STATED TASK: Set all the material down again unchanged, without the pictures.

Pointing dataset records:
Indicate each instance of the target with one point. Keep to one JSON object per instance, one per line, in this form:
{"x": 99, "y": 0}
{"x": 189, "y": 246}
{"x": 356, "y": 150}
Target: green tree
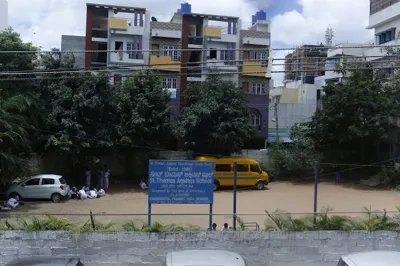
{"x": 14, "y": 148}
{"x": 354, "y": 117}
{"x": 79, "y": 110}
{"x": 294, "y": 159}
{"x": 217, "y": 119}
{"x": 143, "y": 107}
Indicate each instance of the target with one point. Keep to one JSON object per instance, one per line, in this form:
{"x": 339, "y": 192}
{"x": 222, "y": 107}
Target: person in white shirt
{"x": 101, "y": 193}
{"x": 82, "y": 194}
{"x": 86, "y": 188}
{"x": 142, "y": 185}
{"x": 88, "y": 176}
{"x": 12, "y": 203}
{"x": 92, "y": 194}
{"x": 225, "y": 227}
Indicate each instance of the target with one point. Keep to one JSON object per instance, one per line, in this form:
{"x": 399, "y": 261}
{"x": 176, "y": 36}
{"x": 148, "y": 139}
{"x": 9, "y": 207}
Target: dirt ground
{"x": 284, "y": 196}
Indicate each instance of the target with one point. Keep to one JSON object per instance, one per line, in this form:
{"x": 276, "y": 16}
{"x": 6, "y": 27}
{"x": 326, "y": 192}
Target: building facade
{"x": 3, "y": 14}
{"x": 185, "y": 50}
{"x": 307, "y": 60}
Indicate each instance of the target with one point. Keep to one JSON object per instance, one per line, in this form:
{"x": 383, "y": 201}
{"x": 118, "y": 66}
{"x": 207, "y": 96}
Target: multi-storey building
{"x": 3, "y": 14}
{"x": 307, "y": 60}
{"x": 384, "y": 19}
{"x": 191, "y": 45}
{"x": 185, "y": 50}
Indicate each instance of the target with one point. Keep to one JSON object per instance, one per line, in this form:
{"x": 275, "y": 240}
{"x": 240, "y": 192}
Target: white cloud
{"x": 49, "y": 19}
{"x": 347, "y": 18}
{"x": 44, "y": 21}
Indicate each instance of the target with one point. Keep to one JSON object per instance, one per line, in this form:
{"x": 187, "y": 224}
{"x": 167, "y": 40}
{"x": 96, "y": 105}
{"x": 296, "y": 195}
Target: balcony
{"x": 123, "y": 26}
{"x": 225, "y": 66}
{"x": 164, "y": 63}
{"x": 196, "y": 40}
{"x": 126, "y": 58}
{"x": 250, "y": 67}
{"x": 213, "y": 32}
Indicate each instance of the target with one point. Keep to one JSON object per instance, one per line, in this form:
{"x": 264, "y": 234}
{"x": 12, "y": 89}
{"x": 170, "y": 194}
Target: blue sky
{"x": 294, "y": 22}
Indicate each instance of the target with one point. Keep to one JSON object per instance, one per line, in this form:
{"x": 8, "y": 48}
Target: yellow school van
{"x": 248, "y": 171}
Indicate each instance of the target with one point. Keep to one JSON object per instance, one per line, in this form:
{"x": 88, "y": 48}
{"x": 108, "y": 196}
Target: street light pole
{"x": 276, "y": 118}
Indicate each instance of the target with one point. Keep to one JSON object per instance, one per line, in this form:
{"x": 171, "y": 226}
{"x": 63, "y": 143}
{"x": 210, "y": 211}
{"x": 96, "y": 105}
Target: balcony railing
{"x": 196, "y": 40}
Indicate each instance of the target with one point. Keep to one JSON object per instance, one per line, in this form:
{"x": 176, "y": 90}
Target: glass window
{"x": 258, "y": 89}
{"x": 242, "y": 168}
{"x": 172, "y": 51}
{"x": 32, "y": 182}
{"x": 48, "y": 181}
{"x": 170, "y": 83}
{"x": 222, "y": 167}
{"x": 255, "y": 168}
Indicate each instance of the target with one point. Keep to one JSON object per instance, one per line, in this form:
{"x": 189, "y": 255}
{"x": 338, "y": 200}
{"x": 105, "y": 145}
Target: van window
{"x": 48, "y": 181}
{"x": 222, "y": 167}
{"x": 342, "y": 263}
{"x": 62, "y": 181}
{"x": 32, "y": 182}
{"x": 242, "y": 168}
{"x": 255, "y": 168}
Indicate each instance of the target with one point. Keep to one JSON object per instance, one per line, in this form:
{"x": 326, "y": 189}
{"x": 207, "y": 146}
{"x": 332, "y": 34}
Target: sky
{"x": 294, "y": 22}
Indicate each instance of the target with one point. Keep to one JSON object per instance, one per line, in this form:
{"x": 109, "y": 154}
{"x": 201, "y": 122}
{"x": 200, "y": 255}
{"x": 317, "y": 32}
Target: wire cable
{"x": 267, "y": 48}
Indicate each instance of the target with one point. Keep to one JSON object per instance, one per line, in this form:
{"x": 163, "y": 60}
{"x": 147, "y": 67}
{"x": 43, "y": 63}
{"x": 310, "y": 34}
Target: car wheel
{"x": 56, "y": 198}
{"x": 14, "y": 195}
{"x": 260, "y": 185}
{"x": 216, "y": 185}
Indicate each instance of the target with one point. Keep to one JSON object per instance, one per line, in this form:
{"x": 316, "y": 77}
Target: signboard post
{"x": 181, "y": 182}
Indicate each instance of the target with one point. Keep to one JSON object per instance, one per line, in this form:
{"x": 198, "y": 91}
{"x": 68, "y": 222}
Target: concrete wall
{"x": 260, "y": 248}
{"x": 74, "y": 43}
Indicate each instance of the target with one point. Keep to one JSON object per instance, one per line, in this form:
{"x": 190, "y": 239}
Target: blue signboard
{"x": 181, "y": 182}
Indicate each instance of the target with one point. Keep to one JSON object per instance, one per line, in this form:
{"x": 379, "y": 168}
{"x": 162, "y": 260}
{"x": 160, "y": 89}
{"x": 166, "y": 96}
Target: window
{"x": 171, "y": 51}
{"x": 242, "y": 168}
{"x": 386, "y": 36}
{"x": 258, "y": 89}
{"x": 119, "y": 45}
{"x": 224, "y": 55}
{"x": 256, "y": 119}
{"x": 255, "y": 168}
{"x": 213, "y": 53}
{"x": 48, "y": 181}
{"x": 245, "y": 87}
{"x": 170, "y": 83}
{"x": 117, "y": 79}
{"x": 222, "y": 167}
{"x": 32, "y": 182}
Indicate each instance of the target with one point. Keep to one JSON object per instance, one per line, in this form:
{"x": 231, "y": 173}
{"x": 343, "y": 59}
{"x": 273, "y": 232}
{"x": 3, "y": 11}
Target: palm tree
{"x": 13, "y": 135}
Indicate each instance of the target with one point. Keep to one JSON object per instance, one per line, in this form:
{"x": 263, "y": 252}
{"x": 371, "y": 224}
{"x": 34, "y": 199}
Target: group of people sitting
{"x": 86, "y": 193}
{"x": 10, "y": 204}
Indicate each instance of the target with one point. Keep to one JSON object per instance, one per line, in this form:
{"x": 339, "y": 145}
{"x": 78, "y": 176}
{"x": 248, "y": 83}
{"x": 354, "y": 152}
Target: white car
{"x": 52, "y": 187}
{"x": 371, "y": 258}
{"x": 204, "y": 258}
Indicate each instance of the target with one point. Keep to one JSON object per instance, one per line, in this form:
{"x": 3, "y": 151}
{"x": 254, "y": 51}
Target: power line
{"x": 177, "y": 73}
{"x": 204, "y": 49}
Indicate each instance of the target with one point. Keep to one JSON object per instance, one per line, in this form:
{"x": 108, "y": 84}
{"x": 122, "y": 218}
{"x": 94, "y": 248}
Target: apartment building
{"x": 307, "y": 60}
{"x": 208, "y": 44}
{"x": 3, "y": 14}
{"x": 185, "y": 49}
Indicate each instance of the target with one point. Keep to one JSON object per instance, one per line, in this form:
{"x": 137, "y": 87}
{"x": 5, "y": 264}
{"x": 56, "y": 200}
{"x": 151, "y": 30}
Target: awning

FULL SOLUTION:
Indicate each instance of the target with one point. Keep to one JSON object per instance, one per line, in this form:
{"x": 99, "y": 0}
{"x": 189, "y": 246}
{"x": 356, "y": 150}
Target: green tree
{"x": 14, "y": 148}
{"x": 354, "y": 117}
{"x": 79, "y": 110}
{"x": 294, "y": 159}
{"x": 217, "y": 119}
{"x": 143, "y": 107}
Indicate each instance of the target with one point. Keep to one JSON object per instance, one per line, in this form:
{"x": 339, "y": 192}
{"x": 222, "y": 107}
Target: person in white shirt
{"x": 101, "y": 193}
{"x": 82, "y": 194}
{"x": 86, "y": 188}
{"x": 142, "y": 185}
{"x": 88, "y": 176}
{"x": 12, "y": 203}
{"x": 92, "y": 194}
{"x": 225, "y": 227}
Indicate each instance of the target with one point. Keep to one JSON object per instance, one per line, in this form:
{"x": 399, "y": 261}
{"x": 176, "y": 36}
{"x": 148, "y": 139}
{"x": 9, "y": 207}
Target: dirt ground
{"x": 284, "y": 196}
Indicate each instance of the target with one point. Keep to one JSON object per instance, one per line, in this form:
{"x": 276, "y": 16}
{"x": 6, "y": 27}
{"x": 326, "y": 192}
Target: building facade
{"x": 3, "y": 14}
{"x": 185, "y": 50}
{"x": 307, "y": 60}
Indicate each instance of the target with one point. Keep to one JSON object per instance, one per line, in this form:
{"x": 383, "y": 201}
{"x": 118, "y": 66}
{"x": 207, "y": 96}
Target: multi-storey building
{"x": 3, "y": 14}
{"x": 307, "y": 60}
{"x": 384, "y": 19}
{"x": 191, "y": 45}
{"x": 185, "y": 50}
Indicate each instance of the target with one point. Keep to one JSON object per instance, one per line, in this form:
{"x": 275, "y": 240}
{"x": 240, "y": 192}
Target: white cloud
{"x": 49, "y": 19}
{"x": 347, "y": 18}
{"x": 44, "y": 21}
Indicate each instance of the target with one point. Keep to one JSON object per instance, one per line, in this form:
{"x": 187, "y": 224}
{"x": 167, "y": 40}
{"x": 96, "y": 105}
{"x": 296, "y": 195}
Target: balcony
{"x": 123, "y": 26}
{"x": 225, "y": 66}
{"x": 164, "y": 63}
{"x": 196, "y": 40}
{"x": 126, "y": 58}
{"x": 250, "y": 67}
{"x": 213, "y": 32}
Indicate each instance of the target with one point. Keep to one JSON object per instance, one per line, in this form:
{"x": 264, "y": 234}
{"x": 12, "y": 89}
{"x": 170, "y": 194}
Target: blue sky
{"x": 294, "y": 22}
Indicate each instance of the target with one point. Keep to one JSON object per instance, one per line, in this form:
{"x": 8, "y": 48}
Target: yellow school van
{"x": 248, "y": 171}
Indicate each instance of the target with one point. Keep to one JSON object per instance, one per line, in this form:
{"x": 88, "y": 48}
{"x": 108, "y": 196}
Target: street light pole
{"x": 276, "y": 118}
Indicate each instance of the target with one point. Keep to one JSON object per instance, one per line, in this form:
{"x": 171, "y": 226}
{"x": 63, "y": 143}
{"x": 210, "y": 211}
{"x": 96, "y": 105}
Target: balcony railing
{"x": 196, "y": 40}
Indicate each instance of the target with one point. Keep to one JSON object per instance, one per line, in this form:
{"x": 176, "y": 90}
Target: glass window
{"x": 258, "y": 89}
{"x": 242, "y": 168}
{"x": 172, "y": 51}
{"x": 32, "y": 182}
{"x": 48, "y": 181}
{"x": 170, "y": 83}
{"x": 222, "y": 167}
{"x": 255, "y": 168}
Indicate each instance of the target with one point. Keep to one JSON object per instance, one per line, in this form:
{"x": 189, "y": 255}
{"x": 338, "y": 200}
{"x": 105, "y": 145}
Target: van window
{"x": 48, "y": 181}
{"x": 222, "y": 167}
{"x": 342, "y": 263}
{"x": 62, "y": 181}
{"x": 32, "y": 182}
{"x": 242, "y": 168}
{"x": 255, "y": 168}
Indicate each instance of the target with one point. Keep to one JSON object per instance, one per line, in this form:
{"x": 326, "y": 189}
{"x": 207, "y": 146}
{"x": 332, "y": 34}
Target: sky
{"x": 294, "y": 22}
Indicate each instance of the target with one point. Keep to one JSON object per instance, one per line, in this form:
{"x": 109, "y": 154}
{"x": 201, "y": 122}
{"x": 200, "y": 255}
{"x": 317, "y": 32}
Target: wire cable
{"x": 267, "y": 48}
Indicate each instance of the target with one point. Keep to one JSON object per instance, one per line, in this form:
{"x": 163, "y": 60}
{"x": 147, "y": 67}
{"x": 43, "y": 63}
{"x": 310, "y": 34}
Target: car wheel
{"x": 56, "y": 198}
{"x": 14, "y": 195}
{"x": 260, "y": 185}
{"x": 216, "y": 185}
Indicate each instance of the target with one point. Keep to one JSON object per instance, one per line, in this form:
{"x": 316, "y": 77}
Target: signboard post
{"x": 181, "y": 182}
Indicate each instance of the target with one point. Keep to one JSON object per instance, one per line, in this form:
{"x": 198, "y": 91}
{"x": 68, "y": 222}
Target: concrete wall
{"x": 260, "y": 248}
{"x": 74, "y": 43}
Indicate each instance of the target with one point. Keep to one JSON object per instance, one per line, in this form:
{"x": 190, "y": 239}
Target: blue signboard
{"x": 181, "y": 182}
Indicate each instance of the target with one point. Keep to one JSON object per instance, one per line, in this form:
{"x": 379, "y": 168}
{"x": 162, "y": 260}
{"x": 160, "y": 89}
{"x": 166, "y": 96}
Target: window
{"x": 171, "y": 51}
{"x": 242, "y": 168}
{"x": 386, "y": 36}
{"x": 258, "y": 89}
{"x": 119, "y": 45}
{"x": 224, "y": 55}
{"x": 256, "y": 119}
{"x": 255, "y": 168}
{"x": 213, "y": 53}
{"x": 48, "y": 181}
{"x": 245, "y": 87}
{"x": 170, "y": 83}
{"x": 117, "y": 79}
{"x": 222, "y": 167}
{"x": 32, "y": 182}
Indicate each instance of the target with one point. Keep to one JSON object per instance, one per line, in this form:
{"x": 231, "y": 173}
{"x": 343, "y": 59}
{"x": 273, "y": 232}
{"x": 3, "y": 11}
Target: palm tree
{"x": 13, "y": 135}
Indicate each instance of the target with one point. Keep to one JSON object per instance, one per line, in this form:
{"x": 263, "y": 252}
{"x": 371, "y": 224}
{"x": 34, "y": 199}
Target: group of people sitting
{"x": 86, "y": 193}
{"x": 10, "y": 204}
Indicate each instance of the target with one point. Keep to one JSON object per instance, one per line, in this form:
{"x": 339, "y": 145}
{"x": 78, "y": 176}
{"x": 248, "y": 83}
{"x": 354, "y": 152}
Target: white car
{"x": 52, "y": 187}
{"x": 371, "y": 258}
{"x": 204, "y": 258}
Indicate each instance of the target with one point. Keep to one JSON object per instance, one per line, in this form:
{"x": 3, "y": 151}
{"x": 254, "y": 51}
Target: power line
{"x": 177, "y": 73}
{"x": 204, "y": 49}
Indicate each instance of the target with one point. Keep to one JSON object per instance, one per line, in this form:
{"x": 108, "y": 84}
{"x": 122, "y": 218}
{"x": 94, "y": 248}
Target: apartment building
{"x": 307, "y": 60}
{"x": 208, "y": 44}
{"x": 3, "y": 14}
{"x": 185, "y": 49}
Indicate each instance of the target with one point. Keep to one JSON object per instance, one per line, in this form:
{"x": 137, "y": 87}
{"x": 5, "y": 264}
{"x": 56, "y": 200}
{"x": 151, "y": 30}
Target: awning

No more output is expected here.